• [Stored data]

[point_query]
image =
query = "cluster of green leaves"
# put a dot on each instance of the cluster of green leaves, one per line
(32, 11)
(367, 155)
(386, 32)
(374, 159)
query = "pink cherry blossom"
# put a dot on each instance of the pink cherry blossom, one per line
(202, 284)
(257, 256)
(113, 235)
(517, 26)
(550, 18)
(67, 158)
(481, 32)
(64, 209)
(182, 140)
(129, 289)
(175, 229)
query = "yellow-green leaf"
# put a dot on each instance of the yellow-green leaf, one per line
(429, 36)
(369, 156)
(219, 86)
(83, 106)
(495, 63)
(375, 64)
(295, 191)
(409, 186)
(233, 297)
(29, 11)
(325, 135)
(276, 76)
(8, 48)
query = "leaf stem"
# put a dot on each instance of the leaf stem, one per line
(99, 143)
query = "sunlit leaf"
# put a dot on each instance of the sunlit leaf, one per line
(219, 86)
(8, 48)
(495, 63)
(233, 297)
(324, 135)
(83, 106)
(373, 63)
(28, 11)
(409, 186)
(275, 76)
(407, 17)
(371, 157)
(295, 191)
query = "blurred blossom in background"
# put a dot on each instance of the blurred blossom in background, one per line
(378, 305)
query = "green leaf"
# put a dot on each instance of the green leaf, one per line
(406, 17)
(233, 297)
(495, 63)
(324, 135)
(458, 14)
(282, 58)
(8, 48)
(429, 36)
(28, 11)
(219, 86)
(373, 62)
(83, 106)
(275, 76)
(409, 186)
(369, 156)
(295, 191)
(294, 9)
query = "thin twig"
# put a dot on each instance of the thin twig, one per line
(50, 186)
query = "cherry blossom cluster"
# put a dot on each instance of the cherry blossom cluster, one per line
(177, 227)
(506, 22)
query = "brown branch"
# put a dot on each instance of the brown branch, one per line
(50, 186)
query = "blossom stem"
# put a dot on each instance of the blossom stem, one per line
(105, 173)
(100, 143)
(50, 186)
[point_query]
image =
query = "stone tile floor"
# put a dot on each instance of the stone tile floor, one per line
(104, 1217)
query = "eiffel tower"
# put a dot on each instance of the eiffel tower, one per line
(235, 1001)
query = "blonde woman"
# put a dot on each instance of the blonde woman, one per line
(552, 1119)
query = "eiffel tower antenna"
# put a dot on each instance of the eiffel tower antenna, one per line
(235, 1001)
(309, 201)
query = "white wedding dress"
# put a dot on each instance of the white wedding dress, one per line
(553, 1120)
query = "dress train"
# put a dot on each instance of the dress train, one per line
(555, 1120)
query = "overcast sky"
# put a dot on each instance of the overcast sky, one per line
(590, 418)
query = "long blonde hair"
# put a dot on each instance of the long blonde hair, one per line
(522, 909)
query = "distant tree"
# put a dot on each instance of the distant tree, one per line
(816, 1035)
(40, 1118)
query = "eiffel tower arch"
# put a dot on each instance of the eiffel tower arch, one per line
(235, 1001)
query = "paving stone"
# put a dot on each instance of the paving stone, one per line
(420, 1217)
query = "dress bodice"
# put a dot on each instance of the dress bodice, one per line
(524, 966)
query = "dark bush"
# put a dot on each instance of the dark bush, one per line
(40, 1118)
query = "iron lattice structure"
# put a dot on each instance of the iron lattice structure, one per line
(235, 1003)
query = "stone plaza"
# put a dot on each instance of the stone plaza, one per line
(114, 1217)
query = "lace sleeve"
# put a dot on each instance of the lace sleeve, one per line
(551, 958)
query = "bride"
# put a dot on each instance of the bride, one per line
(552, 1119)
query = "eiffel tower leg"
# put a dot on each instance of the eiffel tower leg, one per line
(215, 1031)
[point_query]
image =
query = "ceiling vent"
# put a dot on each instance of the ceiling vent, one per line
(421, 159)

• [Instructions to follow]
Your task is to retype all of the records exactly.

• [Solution below]
[point_query]
image =
query = "cluster of green leaves"
# put a dot on each instance of the cluster of green leaves, one per line
(32, 11)
(367, 155)
(386, 32)
(374, 159)
query = "pink cherry blossom"
# put a dot on each instance of the pink cherry blossom, one per line
(202, 284)
(257, 256)
(113, 235)
(517, 26)
(550, 18)
(67, 158)
(481, 32)
(64, 209)
(182, 140)
(129, 289)
(175, 229)
query = "yellow-green leaf"
# put a dot on each instance of the yellow-green leaf, one per line
(429, 36)
(369, 156)
(219, 86)
(83, 106)
(495, 63)
(375, 64)
(295, 191)
(409, 186)
(233, 297)
(29, 11)
(325, 135)
(276, 76)
(8, 48)
query = "leaf stem"
# put a dot on each instance of the leaf stem, one per line
(99, 143)
query = "sunlit leaf"
# put a dot on each instance of the sunlit leaf, one per line
(219, 86)
(8, 48)
(495, 63)
(233, 297)
(324, 135)
(83, 106)
(373, 63)
(28, 11)
(409, 186)
(275, 76)
(407, 17)
(371, 157)
(295, 191)
query = "blurred blossom in background"
# put a dot on each instance of the blurred blossom in background, one per line
(378, 305)
query = "green leaf"
# put a dot on each instance of the green leaf, one per line
(406, 17)
(233, 297)
(495, 63)
(324, 135)
(458, 14)
(282, 58)
(8, 48)
(429, 36)
(28, 11)
(219, 86)
(373, 62)
(83, 106)
(275, 76)
(409, 186)
(369, 156)
(295, 191)
(294, 9)
query = "thin twig"
# put a dot on each instance of the thin twig, one per line
(50, 186)
query = "cherry blossom cluster"
# put a dot on each instance of the cherry blossom cluster, one per line
(177, 227)
(506, 22)
query = "brown branch"
# put a dot on each instance of the brown branch, one per line
(50, 186)
query = "blossom stem"
# put a dot on each instance of the blossom stem, one per line
(105, 173)
(100, 143)
(50, 186)
[point_query]
image =
query = "stone tile floor"
# put a dot on each instance of the stone tile floor, one per line
(104, 1217)
query = "eiffel tower"
# put a dot on each instance of the eiffel tower, one per line
(235, 1001)
query = "blonde woman"
# put a dot on each instance of the blonde woman, one per line
(552, 1119)
query = "eiffel tower antenna"
# put a dot on each instance of the eiffel tower antenna, one per line
(235, 1001)
(309, 201)
query = "white wedding dress"
# put a dot on each instance of the white wedding dress, one per line
(553, 1120)
query = "dress train"
# put a dot on each instance of the dress train, one per line
(555, 1120)
query = "overcast sky"
# put a dot on each instance of the overcast sky, one per line
(590, 418)
query = "long blonde hair"
# put a dot on each instance of the long blonde hair, one per line
(522, 909)
query = "distant tree"
# put a dot on each instance of the distant tree, one per line
(816, 1035)
(40, 1118)
query = "eiffel tower arch"
# put a dot on each instance of the eiffel tower arch, one per line
(235, 1001)
query = "paving stone"
# put a dot on each instance of the paving stone, one per line
(420, 1217)
query = "dress bodice"
# put a dot on each instance of the dress bodice, one per line
(524, 966)
query = "dark bush"
# put a dot on each instance of the dark bush, one per line
(40, 1118)
query = "iron lattice structure"
# put a dot on each instance of the iron lattice structure, one per line
(235, 1003)
query = "stone plaza"
# put a dot on each instance of the stone plaza, one per line
(114, 1217)
query = "lace sleeve"
# put a dot on each instance of the lace sleeve, one per line
(551, 958)
query = "bride"
# put a dot on each instance of the bride, one per line
(552, 1119)
query = "eiffel tower leg"
# put a dot on each instance of the eiffel tower leg, one per line
(215, 1031)
[point_query]
image =
query = "ceiling vent"
# put a dot on each instance of the ceiling vent, one per line
(421, 159)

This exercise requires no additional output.